BEGIN

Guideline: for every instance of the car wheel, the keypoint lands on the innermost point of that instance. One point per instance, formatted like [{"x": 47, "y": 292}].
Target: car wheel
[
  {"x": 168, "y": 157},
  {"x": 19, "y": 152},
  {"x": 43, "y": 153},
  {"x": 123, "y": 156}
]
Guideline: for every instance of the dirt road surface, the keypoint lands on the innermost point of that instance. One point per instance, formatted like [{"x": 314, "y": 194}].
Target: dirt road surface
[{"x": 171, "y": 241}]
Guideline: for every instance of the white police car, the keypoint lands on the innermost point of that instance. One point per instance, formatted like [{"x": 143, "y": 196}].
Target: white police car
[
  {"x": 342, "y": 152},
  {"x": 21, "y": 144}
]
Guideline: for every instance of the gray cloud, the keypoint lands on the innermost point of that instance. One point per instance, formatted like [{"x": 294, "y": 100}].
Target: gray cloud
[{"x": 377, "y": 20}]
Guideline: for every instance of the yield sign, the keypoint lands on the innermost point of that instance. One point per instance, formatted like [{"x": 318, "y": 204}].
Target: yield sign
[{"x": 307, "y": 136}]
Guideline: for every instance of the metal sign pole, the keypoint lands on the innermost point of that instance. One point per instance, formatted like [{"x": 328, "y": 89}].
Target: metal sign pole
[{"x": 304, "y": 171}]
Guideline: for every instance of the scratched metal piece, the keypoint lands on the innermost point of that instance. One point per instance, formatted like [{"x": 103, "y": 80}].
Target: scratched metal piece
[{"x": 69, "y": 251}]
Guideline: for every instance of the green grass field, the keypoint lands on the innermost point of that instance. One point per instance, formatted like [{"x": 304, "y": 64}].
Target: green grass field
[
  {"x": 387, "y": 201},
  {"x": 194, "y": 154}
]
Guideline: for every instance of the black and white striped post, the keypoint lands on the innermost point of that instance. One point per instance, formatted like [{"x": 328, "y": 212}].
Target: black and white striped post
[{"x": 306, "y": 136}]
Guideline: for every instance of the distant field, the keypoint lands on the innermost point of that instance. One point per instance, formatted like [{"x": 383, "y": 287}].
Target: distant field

END

== Instructions to follow ==
In the answer, every line above should be retyped exactly.

== Answer to this problem ==
Guideline: for every instance of the car wheel, the keypoint lands on the innermost point of that instance. One point per instance, formatted like [{"x": 47, "y": 292}].
Target: car wheel
[
  {"x": 168, "y": 157},
  {"x": 19, "y": 152},
  {"x": 43, "y": 153},
  {"x": 123, "y": 156}
]
Guideline: for every instance of the dirt road surface, the keypoint lands on the innermost point of that instance. One point per instance, formatted like [{"x": 314, "y": 194}].
Target: dirt road surface
[{"x": 171, "y": 241}]
Guideline: for every instance of the white police car, the keypoint lands on the innermost point of that instance. One point per instance, formatted like [{"x": 143, "y": 196}].
Target: white police car
[
  {"x": 342, "y": 152},
  {"x": 21, "y": 144}
]
Guideline: for every instance of the gray cloud, the keypoint lands on the innermost point of that instance. One point per instance, formatted like [{"x": 294, "y": 100}].
Target: gray cloud
[{"x": 377, "y": 20}]
Guideline: for every instance of the yield sign, the keypoint lands on the innermost point of that instance. One point per instance, formatted like [{"x": 318, "y": 204}].
Target: yield sign
[{"x": 307, "y": 136}]
Guideline: for every instance of the metal sign pole, the keypoint lands on the innermost point of that instance. One point per instance, formatted like [{"x": 328, "y": 89}].
Target: metal sign pole
[{"x": 304, "y": 171}]
Guideline: for every instance of the scratched metal piece, the keypoint lands on the innermost point of that instance. One point per instance, formatted like [{"x": 103, "y": 80}].
Target: scratched metal piece
[{"x": 69, "y": 251}]
Guideline: for every instance of the green grass field, the keypoint lands on the innermost point of that instance. One point per instance, formatted like [{"x": 304, "y": 64}].
Target: green grass field
[
  {"x": 387, "y": 201},
  {"x": 194, "y": 154}
]
Guideline: for every instance of the black and white striped post, the keypoint lands on the innermost point of that instance. One point per instance, formatted like [{"x": 328, "y": 212}].
Target: black and white striped post
[{"x": 306, "y": 136}]
Guideline: for every instance of the distant field, the keypoint lands on the innermost point of that instance. One point per instance, formatted like [{"x": 383, "y": 287}].
Target: distant field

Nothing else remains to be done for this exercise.